* **Task directions**
Reproduce word for word the rows from the line containing "Could you please indicate the paved street" up to and including the last line of the rows.

* **Point annotation dataset rows**

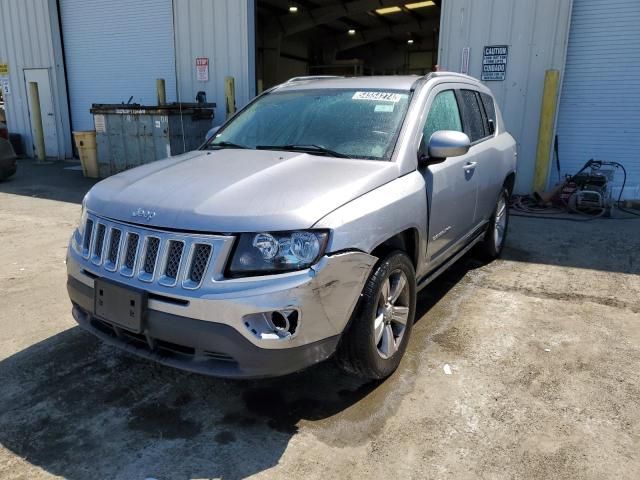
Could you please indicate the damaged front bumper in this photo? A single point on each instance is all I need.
(250, 327)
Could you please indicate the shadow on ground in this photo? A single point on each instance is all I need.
(80, 409)
(606, 244)
(60, 181)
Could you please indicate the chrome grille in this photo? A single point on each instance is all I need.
(114, 246)
(132, 248)
(151, 255)
(199, 262)
(170, 259)
(88, 231)
(174, 256)
(99, 242)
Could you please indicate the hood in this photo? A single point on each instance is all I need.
(237, 190)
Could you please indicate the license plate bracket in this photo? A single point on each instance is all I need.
(123, 307)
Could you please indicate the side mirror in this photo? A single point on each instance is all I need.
(442, 145)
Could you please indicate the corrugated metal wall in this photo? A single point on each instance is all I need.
(116, 49)
(30, 38)
(600, 104)
(224, 32)
(536, 33)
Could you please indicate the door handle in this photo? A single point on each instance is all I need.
(470, 166)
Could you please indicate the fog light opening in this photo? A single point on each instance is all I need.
(285, 323)
(280, 322)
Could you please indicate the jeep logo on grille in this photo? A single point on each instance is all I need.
(147, 215)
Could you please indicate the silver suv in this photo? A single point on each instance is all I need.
(301, 230)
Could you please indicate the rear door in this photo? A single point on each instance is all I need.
(484, 157)
(450, 187)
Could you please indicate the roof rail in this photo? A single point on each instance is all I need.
(312, 77)
(449, 74)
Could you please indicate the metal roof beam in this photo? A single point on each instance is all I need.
(307, 19)
(375, 34)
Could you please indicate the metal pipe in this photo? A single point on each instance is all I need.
(162, 93)
(36, 122)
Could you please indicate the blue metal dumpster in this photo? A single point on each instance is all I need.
(130, 135)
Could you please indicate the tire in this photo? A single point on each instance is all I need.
(376, 339)
(492, 245)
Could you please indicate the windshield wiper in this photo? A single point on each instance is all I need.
(317, 149)
(227, 145)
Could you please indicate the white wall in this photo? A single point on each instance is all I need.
(224, 32)
(536, 32)
(30, 38)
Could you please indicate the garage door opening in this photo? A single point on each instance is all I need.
(332, 37)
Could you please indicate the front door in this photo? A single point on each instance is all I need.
(40, 76)
(451, 188)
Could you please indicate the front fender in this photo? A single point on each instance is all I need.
(373, 218)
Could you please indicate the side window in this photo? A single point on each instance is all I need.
(489, 106)
(444, 115)
(472, 115)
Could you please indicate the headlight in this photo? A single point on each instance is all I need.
(266, 252)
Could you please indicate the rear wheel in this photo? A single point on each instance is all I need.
(494, 239)
(377, 337)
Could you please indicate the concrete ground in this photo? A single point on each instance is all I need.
(543, 348)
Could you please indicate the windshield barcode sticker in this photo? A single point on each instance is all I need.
(385, 108)
(378, 96)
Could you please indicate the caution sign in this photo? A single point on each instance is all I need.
(494, 63)
(202, 69)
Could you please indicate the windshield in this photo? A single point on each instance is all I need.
(334, 122)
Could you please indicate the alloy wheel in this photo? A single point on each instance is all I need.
(392, 314)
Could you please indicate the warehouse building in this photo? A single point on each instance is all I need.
(112, 51)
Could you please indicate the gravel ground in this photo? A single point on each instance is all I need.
(542, 347)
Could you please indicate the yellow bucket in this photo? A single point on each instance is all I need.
(86, 145)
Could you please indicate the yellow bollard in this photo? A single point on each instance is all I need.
(545, 132)
(230, 95)
(162, 93)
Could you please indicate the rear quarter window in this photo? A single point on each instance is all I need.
(489, 107)
(472, 117)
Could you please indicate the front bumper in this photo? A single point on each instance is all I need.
(214, 331)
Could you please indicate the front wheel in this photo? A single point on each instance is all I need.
(493, 243)
(377, 337)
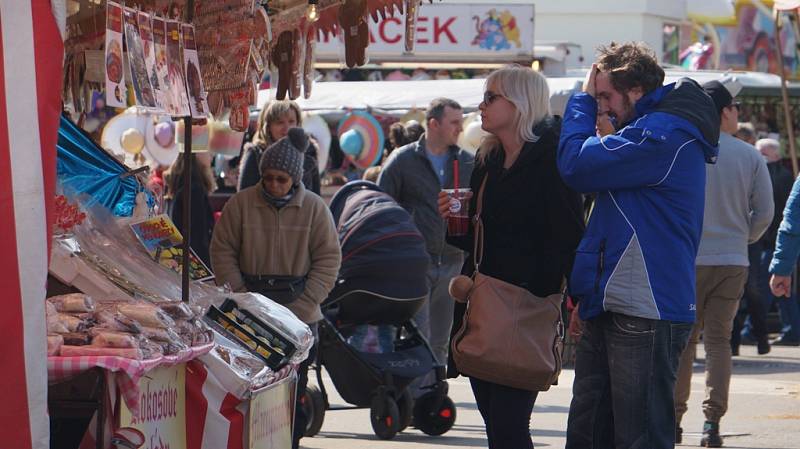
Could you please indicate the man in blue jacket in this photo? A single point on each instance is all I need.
(634, 270)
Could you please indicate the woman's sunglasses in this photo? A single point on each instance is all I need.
(279, 179)
(489, 97)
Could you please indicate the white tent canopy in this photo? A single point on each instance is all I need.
(397, 97)
(401, 96)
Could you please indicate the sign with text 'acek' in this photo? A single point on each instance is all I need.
(454, 32)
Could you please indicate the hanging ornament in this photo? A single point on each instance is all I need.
(412, 11)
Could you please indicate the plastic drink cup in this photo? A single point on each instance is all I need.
(458, 220)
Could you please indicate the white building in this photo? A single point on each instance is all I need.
(590, 23)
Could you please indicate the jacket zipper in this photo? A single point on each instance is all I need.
(600, 263)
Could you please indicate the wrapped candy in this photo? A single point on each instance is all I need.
(72, 303)
(147, 315)
(54, 343)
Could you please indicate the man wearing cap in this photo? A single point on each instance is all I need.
(278, 233)
(738, 209)
(414, 175)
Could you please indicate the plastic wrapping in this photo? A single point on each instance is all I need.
(277, 316)
(72, 303)
(239, 371)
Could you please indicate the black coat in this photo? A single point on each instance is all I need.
(532, 221)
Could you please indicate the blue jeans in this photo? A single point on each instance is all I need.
(506, 411)
(625, 372)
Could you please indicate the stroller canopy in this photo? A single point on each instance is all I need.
(382, 250)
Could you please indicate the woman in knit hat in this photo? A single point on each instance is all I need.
(277, 233)
(274, 122)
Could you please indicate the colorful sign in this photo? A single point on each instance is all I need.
(471, 32)
(271, 416)
(748, 42)
(163, 241)
(162, 408)
(115, 86)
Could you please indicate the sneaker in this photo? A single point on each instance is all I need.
(711, 436)
(782, 341)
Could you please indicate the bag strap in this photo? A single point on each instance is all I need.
(477, 252)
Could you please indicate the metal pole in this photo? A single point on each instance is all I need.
(787, 115)
(186, 195)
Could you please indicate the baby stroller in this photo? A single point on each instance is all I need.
(382, 281)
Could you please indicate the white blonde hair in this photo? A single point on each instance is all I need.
(527, 90)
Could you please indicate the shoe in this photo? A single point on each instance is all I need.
(711, 436)
(781, 341)
(747, 340)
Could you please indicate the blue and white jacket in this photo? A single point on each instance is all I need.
(637, 256)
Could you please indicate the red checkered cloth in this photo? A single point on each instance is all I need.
(127, 372)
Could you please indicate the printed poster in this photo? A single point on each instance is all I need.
(143, 91)
(270, 416)
(115, 86)
(148, 49)
(163, 241)
(162, 408)
(177, 83)
(162, 72)
(194, 82)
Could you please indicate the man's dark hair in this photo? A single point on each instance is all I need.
(630, 65)
(436, 108)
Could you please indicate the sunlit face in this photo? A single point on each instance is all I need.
(278, 129)
(619, 106)
(729, 117)
(276, 182)
(449, 127)
(497, 112)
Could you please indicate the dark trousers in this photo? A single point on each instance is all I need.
(754, 302)
(300, 418)
(506, 411)
(623, 394)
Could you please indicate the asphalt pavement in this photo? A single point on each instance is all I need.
(764, 411)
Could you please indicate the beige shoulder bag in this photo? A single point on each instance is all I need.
(509, 335)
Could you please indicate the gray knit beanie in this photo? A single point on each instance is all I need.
(286, 155)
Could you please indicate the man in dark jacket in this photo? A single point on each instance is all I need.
(634, 270)
(413, 176)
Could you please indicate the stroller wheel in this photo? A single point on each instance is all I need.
(405, 405)
(385, 416)
(434, 414)
(314, 407)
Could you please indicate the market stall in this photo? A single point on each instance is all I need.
(31, 51)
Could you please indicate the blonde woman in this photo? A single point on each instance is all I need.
(532, 221)
(274, 122)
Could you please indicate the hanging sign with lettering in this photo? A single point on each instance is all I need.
(450, 31)
(162, 408)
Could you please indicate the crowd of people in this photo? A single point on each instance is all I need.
(648, 206)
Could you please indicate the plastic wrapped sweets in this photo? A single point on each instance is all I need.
(277, 316)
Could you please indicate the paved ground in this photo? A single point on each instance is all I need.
(764, 412)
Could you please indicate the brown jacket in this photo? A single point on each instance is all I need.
(300, 239)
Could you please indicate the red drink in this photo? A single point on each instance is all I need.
(458, 220)
(457, 225)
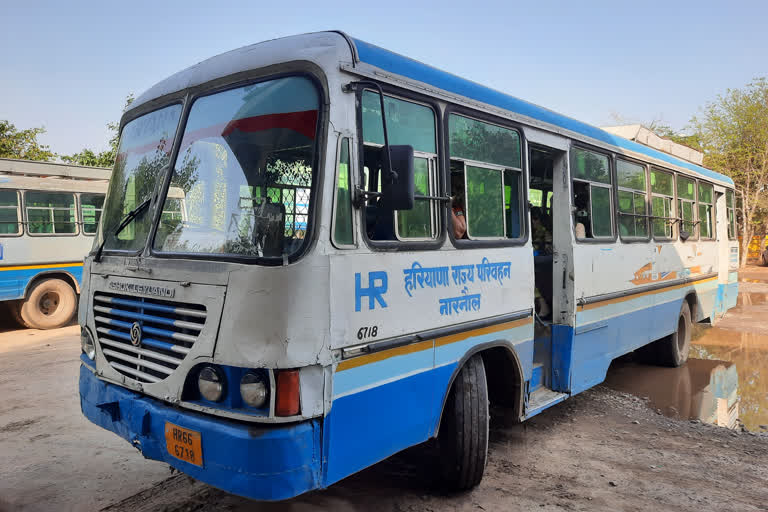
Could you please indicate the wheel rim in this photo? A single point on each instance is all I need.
(48, 303)
(681, 333)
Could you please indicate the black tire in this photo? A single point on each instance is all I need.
(14, 308)
(463, 436)
(672, 350)
(51, 303)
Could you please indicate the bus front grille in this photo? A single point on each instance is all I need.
(145, 339)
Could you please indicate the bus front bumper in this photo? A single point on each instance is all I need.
(263, 462)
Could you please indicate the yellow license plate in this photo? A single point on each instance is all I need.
(184, 444)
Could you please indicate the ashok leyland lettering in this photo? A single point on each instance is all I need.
(276, 298)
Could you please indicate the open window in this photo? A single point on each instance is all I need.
(730, 205)
(91, 206)
(662, 204)
(686, 205)
(592, 195)
(706, 209)
(343, 233)
(10, 213)
(51, 213)
(412, 124)
(633, 214)
(486, 180)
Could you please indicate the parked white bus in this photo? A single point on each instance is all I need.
(49, 214)
(356, 267)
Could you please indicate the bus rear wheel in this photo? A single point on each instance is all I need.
(51, 303)
(463, 436)
(673, 350)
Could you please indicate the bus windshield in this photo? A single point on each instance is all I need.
(144, 152)
(244, 173)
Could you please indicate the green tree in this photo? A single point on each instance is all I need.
(733, 130)
(103, 158)
(22, 144)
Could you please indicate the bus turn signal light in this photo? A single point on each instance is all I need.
(287, 401)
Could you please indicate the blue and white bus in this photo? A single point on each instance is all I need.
(357, 268)
(49, 214)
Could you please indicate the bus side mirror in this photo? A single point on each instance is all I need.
(398, 187)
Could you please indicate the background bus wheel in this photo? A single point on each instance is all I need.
(463, 436)
(14, 308)
(51, 303)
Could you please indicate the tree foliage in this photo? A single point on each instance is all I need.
(22, 144)
(103, 158)
(733, 130)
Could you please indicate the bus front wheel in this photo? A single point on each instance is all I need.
(463, 436)
(51, 303)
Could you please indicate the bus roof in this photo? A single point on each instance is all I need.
(404, 66)
(9, 166)
(336, 47)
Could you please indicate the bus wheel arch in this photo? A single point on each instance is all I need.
(504, 374)
(50, 301)
(463, 428)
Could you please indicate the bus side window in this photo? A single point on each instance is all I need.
(91, 206)
(486, 179)
(686, 204)
(592, 194)
(10, 213)
(705, 210)
(411, 124)
(633, 218)
(731, 214)
(343, 234)
(50, 213)
(662, 204)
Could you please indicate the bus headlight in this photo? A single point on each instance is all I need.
(253, 389)
(210, 382)
(87, 344)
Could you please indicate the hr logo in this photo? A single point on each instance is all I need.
(136, 334)
(377, 287)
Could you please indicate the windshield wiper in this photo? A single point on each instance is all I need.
(126, 220)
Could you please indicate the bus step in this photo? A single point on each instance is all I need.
(537, 377)
(541, 399)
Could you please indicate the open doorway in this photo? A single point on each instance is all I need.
(540, 196)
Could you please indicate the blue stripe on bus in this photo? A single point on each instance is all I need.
(13, 283)
(404, 66)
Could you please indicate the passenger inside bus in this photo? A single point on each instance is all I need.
(458, 208)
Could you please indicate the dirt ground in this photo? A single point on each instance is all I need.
(601, 450)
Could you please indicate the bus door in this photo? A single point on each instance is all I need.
(548, 195)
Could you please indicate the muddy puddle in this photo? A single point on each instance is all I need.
(725, 379)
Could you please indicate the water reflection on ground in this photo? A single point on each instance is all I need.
(705, 390)
(749, 352)
(725, 378)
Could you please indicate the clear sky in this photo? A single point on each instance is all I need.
(68, 66)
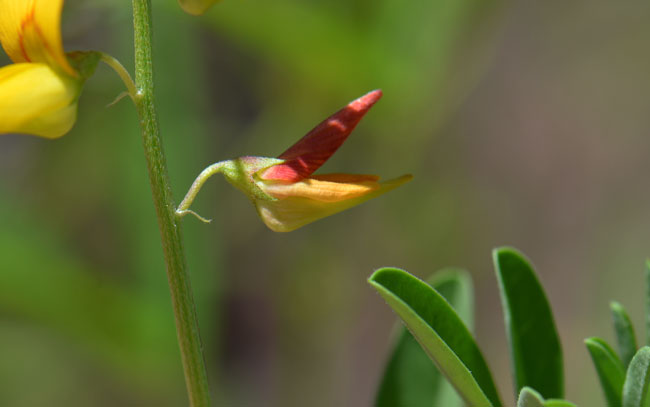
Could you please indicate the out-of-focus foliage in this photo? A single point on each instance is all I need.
(523, 123)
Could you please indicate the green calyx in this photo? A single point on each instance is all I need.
(242, 173)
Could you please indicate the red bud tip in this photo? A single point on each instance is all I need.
(317, 146)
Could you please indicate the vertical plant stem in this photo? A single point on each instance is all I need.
(187, 328)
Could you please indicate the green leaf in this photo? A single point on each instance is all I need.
(610, 369)
(637, 381)
(534, 343)
(410, 379)
(624, 330)
(530, 398)
(441, 333)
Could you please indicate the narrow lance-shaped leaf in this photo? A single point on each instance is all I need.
(610, 369)
(624, 330)
(534, 343)
(410, 378)
(637, 381)
(440, 332)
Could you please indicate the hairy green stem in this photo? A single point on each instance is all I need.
(179, 284)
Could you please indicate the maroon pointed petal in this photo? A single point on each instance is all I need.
(311, 151)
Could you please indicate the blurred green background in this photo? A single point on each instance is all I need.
(524, 123)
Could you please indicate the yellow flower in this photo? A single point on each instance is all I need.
(284, 190)
(196, 7)
(39, 92)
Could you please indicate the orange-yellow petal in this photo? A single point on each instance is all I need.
(30, 32)
(327, 188)
(285, 215)
(35, 99)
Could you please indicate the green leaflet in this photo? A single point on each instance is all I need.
(530, 398)
(441, 333)
(637, 381)
(534, 343)
(610, 369)
(624, 330)
(410, 379)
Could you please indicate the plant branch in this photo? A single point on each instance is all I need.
(179, 284)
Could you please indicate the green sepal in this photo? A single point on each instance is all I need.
(242, 173)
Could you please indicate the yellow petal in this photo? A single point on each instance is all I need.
(285, 215)
(196, 7)
(325, 188)
(34, 99)
(30, 32)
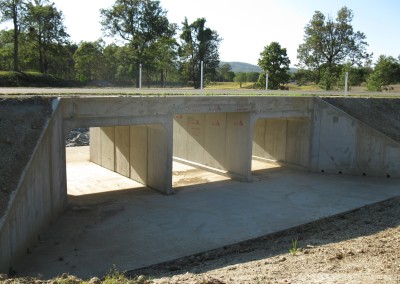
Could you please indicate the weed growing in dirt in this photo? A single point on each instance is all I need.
(294, 248)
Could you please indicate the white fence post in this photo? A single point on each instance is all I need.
(201, 75)
(140, 76)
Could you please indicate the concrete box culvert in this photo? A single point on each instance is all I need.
(41, 193)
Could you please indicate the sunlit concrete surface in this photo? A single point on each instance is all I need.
(129, 226)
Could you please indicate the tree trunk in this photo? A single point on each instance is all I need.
(16, 39)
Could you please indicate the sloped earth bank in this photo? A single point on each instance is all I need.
(21, 123)
(381, 114)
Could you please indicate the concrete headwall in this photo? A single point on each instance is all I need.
(343, 144)
(39, 198)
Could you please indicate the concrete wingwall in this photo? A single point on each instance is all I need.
(39, 198)
(342, 144)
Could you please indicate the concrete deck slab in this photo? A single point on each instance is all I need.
(136, 227)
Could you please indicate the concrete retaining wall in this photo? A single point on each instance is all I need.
(343, 144)
(39, 198)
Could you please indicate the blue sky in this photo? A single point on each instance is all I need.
(246, 26)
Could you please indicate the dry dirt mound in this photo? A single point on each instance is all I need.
(21, 123)
(381, 114)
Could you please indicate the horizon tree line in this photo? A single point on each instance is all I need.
(38, 41)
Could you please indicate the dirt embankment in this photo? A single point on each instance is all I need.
(381, 114)
(21, 123)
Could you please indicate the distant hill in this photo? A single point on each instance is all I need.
(242, 67)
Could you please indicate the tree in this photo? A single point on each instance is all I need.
(275, 61)
(199, 44)
(6, 50)
(90, 61)
(225, 73)
(13, 10)
(252, 76)
(46, 28)
(241, 78)
(329, 43)
(386, 72)
(139, 23)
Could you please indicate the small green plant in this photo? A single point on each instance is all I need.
(294, 248)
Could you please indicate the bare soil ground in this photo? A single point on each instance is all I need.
(357, 247)
(382, 114)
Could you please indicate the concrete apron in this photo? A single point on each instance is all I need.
(136, 227)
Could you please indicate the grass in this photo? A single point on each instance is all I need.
(32, 79)
(228, 86)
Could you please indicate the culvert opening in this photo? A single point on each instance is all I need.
(85, 177)
(95, 167)
(280, 143)
(199, 149)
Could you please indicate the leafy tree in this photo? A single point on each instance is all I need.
(329, 43)
(386, 72)
(90, 61)
(252, 76)
(13, 10)
(198, 43)
(165, 57)
(140, 23)
(225, 73)
(275, 61)
(46, 29)
(241, 78)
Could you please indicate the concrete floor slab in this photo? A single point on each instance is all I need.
(136, 226)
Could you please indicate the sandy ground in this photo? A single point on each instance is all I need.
(358, 247)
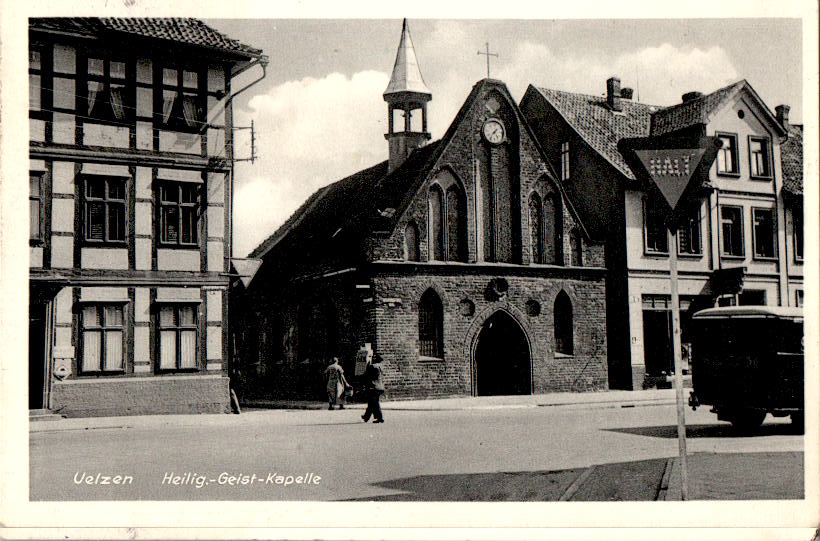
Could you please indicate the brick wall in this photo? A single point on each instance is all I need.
(466, 308)
(141, 396)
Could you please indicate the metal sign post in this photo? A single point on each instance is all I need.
(676, 348)
(674, 169)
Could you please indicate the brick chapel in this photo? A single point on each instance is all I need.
(460, 261)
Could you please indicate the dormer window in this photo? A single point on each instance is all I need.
(565, 161)
(759, 157)
(106, 93)
(181, 106)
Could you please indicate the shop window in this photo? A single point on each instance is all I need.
(763, 233)
(727, 162)
(108, 94)
(178, 337)
(411, 242)
(731, 231)
(562, 324)
(181, 105)
(689, 234)
(431, 325)
(102, 338)
(656, 240)
(179, 213)
(35, 205)
(105, 210)
(759, 157)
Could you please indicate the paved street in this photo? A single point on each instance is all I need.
(508, 452)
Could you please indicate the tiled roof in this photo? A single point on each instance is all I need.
(180, 30)
(347, 210)
(791, 156)
(600, 126)
(696, 111)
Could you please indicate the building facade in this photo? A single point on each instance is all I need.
(742, 244)
(461, 262)
(130, 201)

* **Response**
Could you please indicate the paved street in this photo? A single point on each instance is all I need.
(508, 452)
Could you please indicate the tiled roof in this photo? A single point on each instance is all I need.
(180, 30)
(347, 210)
(791, 156)
(600, 126)
(696, 111)
Could you please indicate the building facade in this photo? A single point on each instance is all I need.
(742, 244)
(461, 262)
(130, 201)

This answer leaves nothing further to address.